▶ _The input_
* start *

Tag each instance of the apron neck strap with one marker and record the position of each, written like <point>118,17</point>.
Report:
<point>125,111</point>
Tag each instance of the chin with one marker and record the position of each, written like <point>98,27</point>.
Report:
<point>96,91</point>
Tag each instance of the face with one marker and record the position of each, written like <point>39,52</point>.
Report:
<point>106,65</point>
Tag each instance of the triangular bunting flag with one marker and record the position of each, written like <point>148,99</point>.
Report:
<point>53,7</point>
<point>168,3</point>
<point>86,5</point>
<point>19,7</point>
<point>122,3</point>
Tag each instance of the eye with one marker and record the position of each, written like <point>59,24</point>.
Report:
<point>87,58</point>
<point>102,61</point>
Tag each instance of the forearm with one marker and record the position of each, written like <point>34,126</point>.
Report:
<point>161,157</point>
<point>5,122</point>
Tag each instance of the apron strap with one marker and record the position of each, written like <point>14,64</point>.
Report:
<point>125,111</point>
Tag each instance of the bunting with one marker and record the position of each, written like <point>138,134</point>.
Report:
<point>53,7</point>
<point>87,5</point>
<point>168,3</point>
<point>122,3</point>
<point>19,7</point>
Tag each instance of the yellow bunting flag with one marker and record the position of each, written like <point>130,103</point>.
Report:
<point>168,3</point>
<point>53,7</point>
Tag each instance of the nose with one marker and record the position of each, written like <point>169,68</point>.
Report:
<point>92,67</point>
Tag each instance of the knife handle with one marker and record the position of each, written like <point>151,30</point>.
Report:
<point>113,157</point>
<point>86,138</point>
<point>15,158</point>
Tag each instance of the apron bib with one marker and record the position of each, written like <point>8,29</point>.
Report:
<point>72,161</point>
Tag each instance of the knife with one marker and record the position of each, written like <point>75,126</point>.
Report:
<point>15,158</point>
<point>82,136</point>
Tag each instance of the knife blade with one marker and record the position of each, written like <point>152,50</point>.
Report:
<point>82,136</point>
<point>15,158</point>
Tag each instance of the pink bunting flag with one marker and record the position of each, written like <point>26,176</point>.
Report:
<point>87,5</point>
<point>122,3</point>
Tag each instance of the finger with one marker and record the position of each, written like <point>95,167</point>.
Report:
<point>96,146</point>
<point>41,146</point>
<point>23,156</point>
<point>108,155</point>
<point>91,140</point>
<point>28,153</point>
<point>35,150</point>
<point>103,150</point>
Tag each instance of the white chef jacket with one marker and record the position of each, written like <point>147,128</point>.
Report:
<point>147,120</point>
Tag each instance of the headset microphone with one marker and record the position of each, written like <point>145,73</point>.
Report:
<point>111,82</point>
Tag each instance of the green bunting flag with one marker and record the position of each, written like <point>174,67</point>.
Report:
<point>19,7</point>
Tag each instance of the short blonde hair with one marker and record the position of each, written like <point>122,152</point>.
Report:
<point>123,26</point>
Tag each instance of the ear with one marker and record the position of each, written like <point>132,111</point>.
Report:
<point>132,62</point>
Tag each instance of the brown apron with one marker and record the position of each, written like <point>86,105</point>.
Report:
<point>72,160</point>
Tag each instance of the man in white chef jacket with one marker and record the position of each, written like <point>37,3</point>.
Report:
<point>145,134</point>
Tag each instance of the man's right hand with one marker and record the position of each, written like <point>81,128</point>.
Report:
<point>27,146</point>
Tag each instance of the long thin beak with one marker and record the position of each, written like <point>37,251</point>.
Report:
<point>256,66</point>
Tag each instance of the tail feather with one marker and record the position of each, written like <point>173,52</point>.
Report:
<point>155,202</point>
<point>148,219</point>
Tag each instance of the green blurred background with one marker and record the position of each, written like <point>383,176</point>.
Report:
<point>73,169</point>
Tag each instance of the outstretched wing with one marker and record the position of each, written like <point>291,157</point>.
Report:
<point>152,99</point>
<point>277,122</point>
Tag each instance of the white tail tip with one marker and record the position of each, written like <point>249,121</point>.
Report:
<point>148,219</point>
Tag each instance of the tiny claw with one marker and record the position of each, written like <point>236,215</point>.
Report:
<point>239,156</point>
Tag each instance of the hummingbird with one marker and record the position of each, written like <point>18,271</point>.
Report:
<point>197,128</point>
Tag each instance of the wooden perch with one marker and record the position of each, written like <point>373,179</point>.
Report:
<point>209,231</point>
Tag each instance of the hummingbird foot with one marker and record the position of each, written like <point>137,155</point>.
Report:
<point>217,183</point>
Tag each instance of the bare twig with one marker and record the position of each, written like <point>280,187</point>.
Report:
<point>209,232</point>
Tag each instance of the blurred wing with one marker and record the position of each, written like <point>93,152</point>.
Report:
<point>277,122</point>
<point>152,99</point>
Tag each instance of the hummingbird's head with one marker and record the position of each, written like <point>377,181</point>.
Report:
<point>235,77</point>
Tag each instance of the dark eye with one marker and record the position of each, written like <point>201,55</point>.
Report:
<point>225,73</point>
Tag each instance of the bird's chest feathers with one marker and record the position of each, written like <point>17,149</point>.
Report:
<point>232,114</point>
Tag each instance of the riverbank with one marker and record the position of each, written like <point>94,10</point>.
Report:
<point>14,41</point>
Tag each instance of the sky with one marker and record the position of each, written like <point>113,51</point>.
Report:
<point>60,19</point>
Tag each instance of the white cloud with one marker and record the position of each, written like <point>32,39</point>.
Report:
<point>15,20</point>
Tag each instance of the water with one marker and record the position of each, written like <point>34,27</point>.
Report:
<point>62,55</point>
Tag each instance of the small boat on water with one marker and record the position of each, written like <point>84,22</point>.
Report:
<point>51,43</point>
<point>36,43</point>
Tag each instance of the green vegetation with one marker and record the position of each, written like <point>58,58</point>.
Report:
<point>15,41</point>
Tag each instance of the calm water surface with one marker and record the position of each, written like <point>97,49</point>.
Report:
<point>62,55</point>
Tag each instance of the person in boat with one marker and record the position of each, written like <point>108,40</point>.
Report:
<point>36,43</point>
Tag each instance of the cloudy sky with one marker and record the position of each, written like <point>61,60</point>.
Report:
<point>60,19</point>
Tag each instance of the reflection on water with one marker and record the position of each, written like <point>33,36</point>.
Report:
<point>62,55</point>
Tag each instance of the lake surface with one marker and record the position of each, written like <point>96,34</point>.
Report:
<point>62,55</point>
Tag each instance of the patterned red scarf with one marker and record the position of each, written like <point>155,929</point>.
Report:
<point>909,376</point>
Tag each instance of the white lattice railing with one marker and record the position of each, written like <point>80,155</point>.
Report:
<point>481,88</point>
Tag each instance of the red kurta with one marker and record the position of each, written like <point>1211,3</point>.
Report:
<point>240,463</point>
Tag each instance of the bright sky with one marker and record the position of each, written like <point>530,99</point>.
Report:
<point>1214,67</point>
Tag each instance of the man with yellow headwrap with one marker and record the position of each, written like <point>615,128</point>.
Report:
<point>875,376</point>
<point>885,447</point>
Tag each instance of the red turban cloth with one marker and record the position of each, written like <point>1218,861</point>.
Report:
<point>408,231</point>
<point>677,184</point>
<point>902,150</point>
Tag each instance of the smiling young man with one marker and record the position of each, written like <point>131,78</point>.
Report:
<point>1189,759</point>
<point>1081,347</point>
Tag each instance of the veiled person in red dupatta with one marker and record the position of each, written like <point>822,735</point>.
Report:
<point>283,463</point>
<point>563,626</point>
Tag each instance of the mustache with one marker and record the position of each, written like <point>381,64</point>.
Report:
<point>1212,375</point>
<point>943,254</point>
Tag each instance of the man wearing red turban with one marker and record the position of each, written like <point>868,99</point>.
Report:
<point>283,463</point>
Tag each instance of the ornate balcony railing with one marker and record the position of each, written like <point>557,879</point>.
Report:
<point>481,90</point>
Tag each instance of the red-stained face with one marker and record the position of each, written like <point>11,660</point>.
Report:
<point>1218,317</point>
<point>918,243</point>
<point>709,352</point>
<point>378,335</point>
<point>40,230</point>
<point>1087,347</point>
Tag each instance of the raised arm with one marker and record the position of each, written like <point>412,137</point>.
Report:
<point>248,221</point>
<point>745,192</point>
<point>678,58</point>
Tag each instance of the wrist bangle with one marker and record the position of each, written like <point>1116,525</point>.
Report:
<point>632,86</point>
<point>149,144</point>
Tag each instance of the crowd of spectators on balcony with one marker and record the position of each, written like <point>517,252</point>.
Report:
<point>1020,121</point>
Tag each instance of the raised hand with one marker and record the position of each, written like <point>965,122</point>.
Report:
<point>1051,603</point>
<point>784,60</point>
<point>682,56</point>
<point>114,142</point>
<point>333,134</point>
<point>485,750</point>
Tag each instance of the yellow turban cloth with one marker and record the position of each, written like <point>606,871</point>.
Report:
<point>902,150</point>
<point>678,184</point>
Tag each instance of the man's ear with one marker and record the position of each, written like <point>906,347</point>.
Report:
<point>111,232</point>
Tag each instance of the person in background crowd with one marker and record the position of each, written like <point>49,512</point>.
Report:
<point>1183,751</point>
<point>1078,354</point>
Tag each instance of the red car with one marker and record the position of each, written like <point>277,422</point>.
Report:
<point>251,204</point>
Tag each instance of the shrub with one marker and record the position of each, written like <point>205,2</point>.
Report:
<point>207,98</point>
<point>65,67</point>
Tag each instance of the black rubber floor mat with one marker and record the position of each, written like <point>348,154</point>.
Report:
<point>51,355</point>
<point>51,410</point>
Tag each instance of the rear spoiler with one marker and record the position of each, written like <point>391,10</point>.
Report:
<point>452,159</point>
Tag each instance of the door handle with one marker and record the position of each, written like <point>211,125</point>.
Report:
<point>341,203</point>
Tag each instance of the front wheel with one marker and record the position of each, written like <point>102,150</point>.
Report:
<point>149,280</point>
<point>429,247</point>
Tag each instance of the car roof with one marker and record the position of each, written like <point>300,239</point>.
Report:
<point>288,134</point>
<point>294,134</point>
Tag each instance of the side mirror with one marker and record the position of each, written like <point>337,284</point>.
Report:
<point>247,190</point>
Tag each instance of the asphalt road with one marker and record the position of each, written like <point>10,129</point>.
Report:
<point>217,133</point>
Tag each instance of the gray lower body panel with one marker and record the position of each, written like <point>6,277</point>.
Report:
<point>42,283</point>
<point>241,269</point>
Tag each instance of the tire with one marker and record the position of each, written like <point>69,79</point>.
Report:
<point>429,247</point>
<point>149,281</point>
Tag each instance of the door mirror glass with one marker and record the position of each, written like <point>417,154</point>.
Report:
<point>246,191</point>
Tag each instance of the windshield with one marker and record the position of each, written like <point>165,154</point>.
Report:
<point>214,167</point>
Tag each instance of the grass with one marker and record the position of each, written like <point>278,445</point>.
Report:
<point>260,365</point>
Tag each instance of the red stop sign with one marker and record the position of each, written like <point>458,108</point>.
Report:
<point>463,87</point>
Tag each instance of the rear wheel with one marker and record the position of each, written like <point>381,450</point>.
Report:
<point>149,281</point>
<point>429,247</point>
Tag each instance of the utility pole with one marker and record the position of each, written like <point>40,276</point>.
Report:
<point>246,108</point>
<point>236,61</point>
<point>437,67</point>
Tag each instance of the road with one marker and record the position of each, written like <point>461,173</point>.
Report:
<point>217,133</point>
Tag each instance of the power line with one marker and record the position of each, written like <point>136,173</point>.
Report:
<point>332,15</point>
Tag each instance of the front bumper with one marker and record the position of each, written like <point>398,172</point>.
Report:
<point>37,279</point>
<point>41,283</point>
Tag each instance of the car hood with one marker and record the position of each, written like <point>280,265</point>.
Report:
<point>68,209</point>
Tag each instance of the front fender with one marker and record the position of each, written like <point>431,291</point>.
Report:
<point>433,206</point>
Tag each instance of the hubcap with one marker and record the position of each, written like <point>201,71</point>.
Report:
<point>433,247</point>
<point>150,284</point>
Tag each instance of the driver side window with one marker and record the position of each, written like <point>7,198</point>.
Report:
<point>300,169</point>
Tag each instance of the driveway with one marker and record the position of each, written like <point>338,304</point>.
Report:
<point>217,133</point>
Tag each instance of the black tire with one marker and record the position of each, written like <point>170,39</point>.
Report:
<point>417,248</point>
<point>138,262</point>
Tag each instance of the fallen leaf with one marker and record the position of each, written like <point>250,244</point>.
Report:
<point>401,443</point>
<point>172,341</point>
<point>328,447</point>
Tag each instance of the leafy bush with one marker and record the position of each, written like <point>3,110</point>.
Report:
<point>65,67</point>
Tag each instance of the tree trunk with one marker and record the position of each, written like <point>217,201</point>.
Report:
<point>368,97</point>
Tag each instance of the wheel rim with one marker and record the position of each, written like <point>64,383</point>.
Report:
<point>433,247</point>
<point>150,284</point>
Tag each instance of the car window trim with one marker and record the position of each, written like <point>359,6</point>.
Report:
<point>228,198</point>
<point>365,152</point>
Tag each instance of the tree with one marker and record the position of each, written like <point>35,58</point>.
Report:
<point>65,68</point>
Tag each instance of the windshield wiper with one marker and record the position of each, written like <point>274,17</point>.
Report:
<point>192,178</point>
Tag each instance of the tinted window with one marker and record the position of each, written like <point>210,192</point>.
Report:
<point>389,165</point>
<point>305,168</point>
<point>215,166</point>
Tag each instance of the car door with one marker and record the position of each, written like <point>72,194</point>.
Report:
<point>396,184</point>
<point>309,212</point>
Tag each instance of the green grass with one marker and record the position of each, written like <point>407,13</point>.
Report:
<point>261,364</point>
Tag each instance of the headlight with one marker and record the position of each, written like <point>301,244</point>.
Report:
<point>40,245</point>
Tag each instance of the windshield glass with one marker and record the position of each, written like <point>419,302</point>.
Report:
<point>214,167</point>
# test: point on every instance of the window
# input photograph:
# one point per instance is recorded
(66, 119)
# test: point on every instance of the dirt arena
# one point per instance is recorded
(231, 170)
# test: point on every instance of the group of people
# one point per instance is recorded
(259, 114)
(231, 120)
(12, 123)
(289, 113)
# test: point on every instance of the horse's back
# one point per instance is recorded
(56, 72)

* end *

▶ _Aim of the exercise_
Reproduce the entries starting at the line containing "Tag each instance of the man with" and ending at the line containing "<point>481,90</point>", changing "mustache" to "beard" and leaving everything else unchanged.

▶ _Exercise response_
Tag each instance of the man with yellow headwrap with one marker and record the position of each, written like <point>615,128</point>.
Report:
<point>875,376</point>
<point>885,447</point>
Tag each instance of the red turban cloth with one marker and record the position of each, written like <point>1218,861</point>.
Report:
<point>408,231</point>
<point>677,184</point>
<point>902,150</point>
Tag each instance of the smiling young man with one marker and record the position of each, written like <point>131,78</point>.
Report:
<point>1189,759</point>
<point>1081,347</point>
Tag each instance of the veiled person in red dupatta with one marker and record the position of each, written like <point>822,735</point>.
Report:
<point>283,463</point>
<point>563,626</point>
Tag each instance of the beard with one marker and record the position of each, written like <point>381,64</point>.
Report:
<point>1212,375</point>
<point>943,254</point>
Tag each instance of the man wearing red turban with one marker and record the position of each, written like <point>868,99</point>.
Report:
<point>283,463</point>
Tag each instance of the ornate balcony railing with one marker and record the position of each, written like <point>557,879</point>.
Report:
<point>481,90</point>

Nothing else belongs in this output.